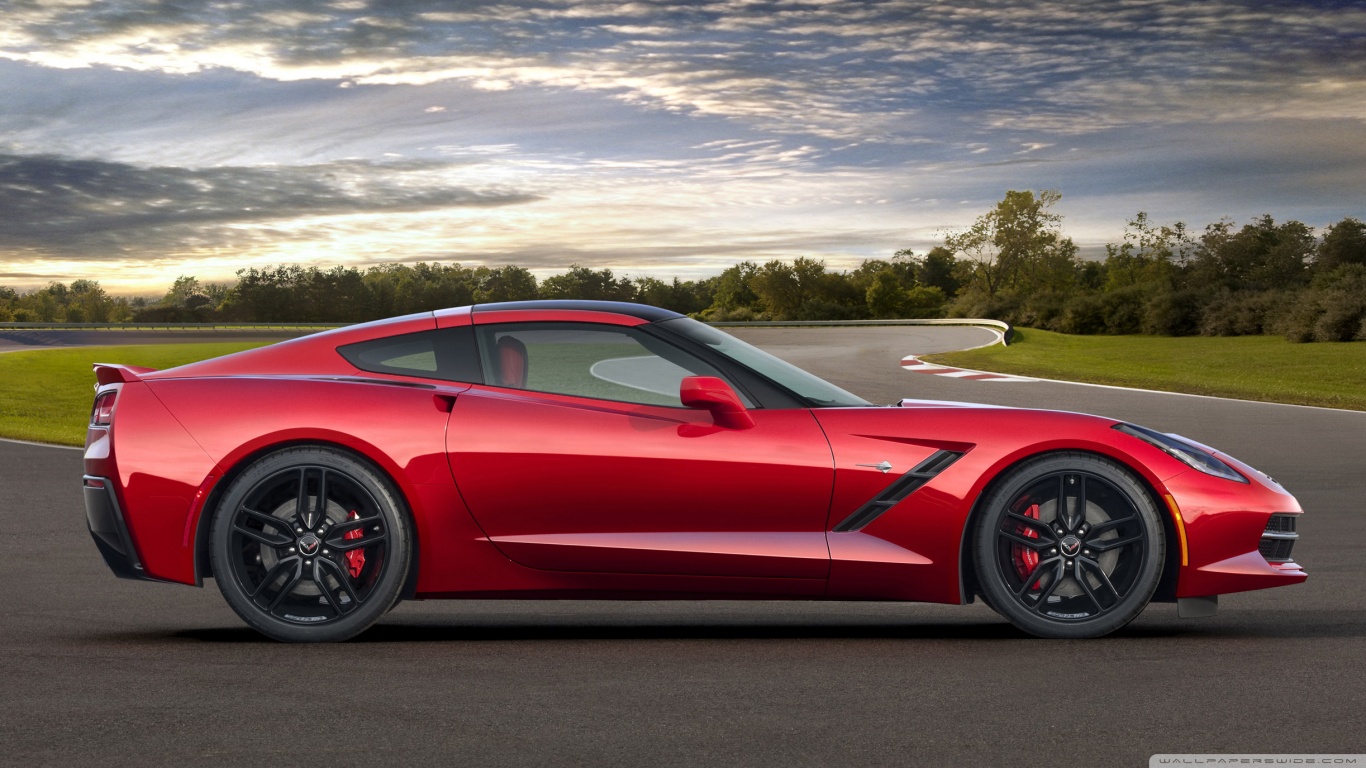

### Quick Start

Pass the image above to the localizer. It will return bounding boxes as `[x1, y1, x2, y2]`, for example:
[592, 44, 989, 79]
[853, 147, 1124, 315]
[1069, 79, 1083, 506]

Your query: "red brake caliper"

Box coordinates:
[1010, 504, 1044, 589]
[342, 507, 363, 578]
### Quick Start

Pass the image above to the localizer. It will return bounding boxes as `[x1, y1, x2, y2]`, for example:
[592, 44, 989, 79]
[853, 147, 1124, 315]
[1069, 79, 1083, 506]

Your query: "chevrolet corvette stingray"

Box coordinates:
[83, 301, 1307, 641]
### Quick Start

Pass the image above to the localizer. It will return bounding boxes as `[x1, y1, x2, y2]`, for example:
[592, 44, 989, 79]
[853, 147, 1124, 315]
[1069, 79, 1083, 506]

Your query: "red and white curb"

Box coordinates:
[902, 355, 1038, 381]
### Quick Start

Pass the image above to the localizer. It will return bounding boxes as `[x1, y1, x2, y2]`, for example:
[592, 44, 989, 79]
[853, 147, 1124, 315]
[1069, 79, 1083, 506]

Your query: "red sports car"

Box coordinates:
[85, 302, 1306, 641]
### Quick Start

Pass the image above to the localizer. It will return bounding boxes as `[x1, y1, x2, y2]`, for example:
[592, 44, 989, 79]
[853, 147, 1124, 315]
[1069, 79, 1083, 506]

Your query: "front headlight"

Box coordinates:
[1115, 424, 1247, 482]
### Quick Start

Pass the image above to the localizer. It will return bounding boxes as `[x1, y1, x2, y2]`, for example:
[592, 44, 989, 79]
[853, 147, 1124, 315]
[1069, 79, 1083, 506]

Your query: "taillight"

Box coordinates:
[90, 389, 119, 426]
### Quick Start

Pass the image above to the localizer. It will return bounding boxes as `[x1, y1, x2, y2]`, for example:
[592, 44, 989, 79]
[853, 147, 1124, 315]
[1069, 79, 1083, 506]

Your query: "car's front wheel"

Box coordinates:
[209, 447, 411, 642]
[973, 454, 1165, 638]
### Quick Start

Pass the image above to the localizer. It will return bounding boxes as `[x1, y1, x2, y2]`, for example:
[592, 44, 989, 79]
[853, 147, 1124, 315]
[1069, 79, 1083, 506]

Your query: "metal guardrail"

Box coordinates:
[708, 317, 1015, 344]
[0, 323, 338, 331]
[0, 317, 1015, 344]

EXERCISE
Reproduce the data above verbatim, line for line, omitting the picture.

EXERCISE RESPONSE
### Quick Start

Pass the image above to the localizer. It will return bounding boxes as `[x1, y1, x2, y2]`, for example:
[592, 44, 989, 79]
[853, 147, 1124, 315]
[1069, 79, 1083, 506]

Your query: "red brake caliper"

Box coordinates:
[1010, 504, 1044, 589]
[342, 507, 363, 578]
### Quick Start

Pass the image above to the localizer. It will return bounding boxes as `[x1, y1, x2, y2]`, for example:
[592, 44, 989, 79]
[853, 147, 1124, 315]
[1069, 79, 1083, 506]

Your query: "chevrolet corvette stingray"

Box coordinates:
[83, 301, 1307, 641]
### Quick Start

Pass the image above to the localizer. It will return bounding boxes as `[x1, y1, x2, y2]`, for example:
[592, 44, 989, 79]
[853, 147, 1124, 315]
[1069, 79, 1083, 506]

Your query: "red and white curb"

Box coordinates:
[902, 355, 1038, 381]
### Quick Start

Pass the image above to the localizer. It will return bounding boxes as `[x1, y1, x2, y2]`, for example:
[592, 44, 989, 79]
[853, 147, 1124, 315]
[1069, 79, 1083, 506]

Your query: "red sports car"

Box coordinates:
[85, 302, 1306, 641]
### Quick Start

Pass the image above to the localizer. It will return bounding boxes as `[x1, y1, x2, y2]`, for example:
[592, 44, 989, 79]
[853, 147, 1124, 315]
[1069, 79, 1083, 506]

Your query: "front headlight"

Box coordinates:
[1115, 424, 1247, 482]
### Quick Start

Pass the image above to the localizer. It will return bounding boxes as `[x1, y1, x2, y2]`, for example:
[592, 44, 989, 79]
[853, 147, 1124, 315]
[1069, 79, 1083, 506]

Your query: "taillight"

Box coordinates:
[90, 389, 119, 426]
### Quick Start

Pass the image above to the localizer. It will return bounding boxes as `[x1, y1, x2, y2]`, for example:
[592, 44, 989, 79]
[853, 147, 1124, 315]
[1069, 79, 1083, 506]

Your query: "car's front wheel"

Box coordinates:
[209, 447, 411, 642]
[973, 454, 1165, 638]
### Quick Start

Pass the image above to the localizer. It will return bounding boxes as `[x1, y1, x2, y2]`, for example:
[592, 44, 989, 79]
[853, 147, 1124, 315]
[1069, 79, 1083, 506]

Your query: "metal guardrail"

Box coordinates:
[708, 317, 1015, 344]
[0, 323, 338, 331]
[0, 317, 1015, 344]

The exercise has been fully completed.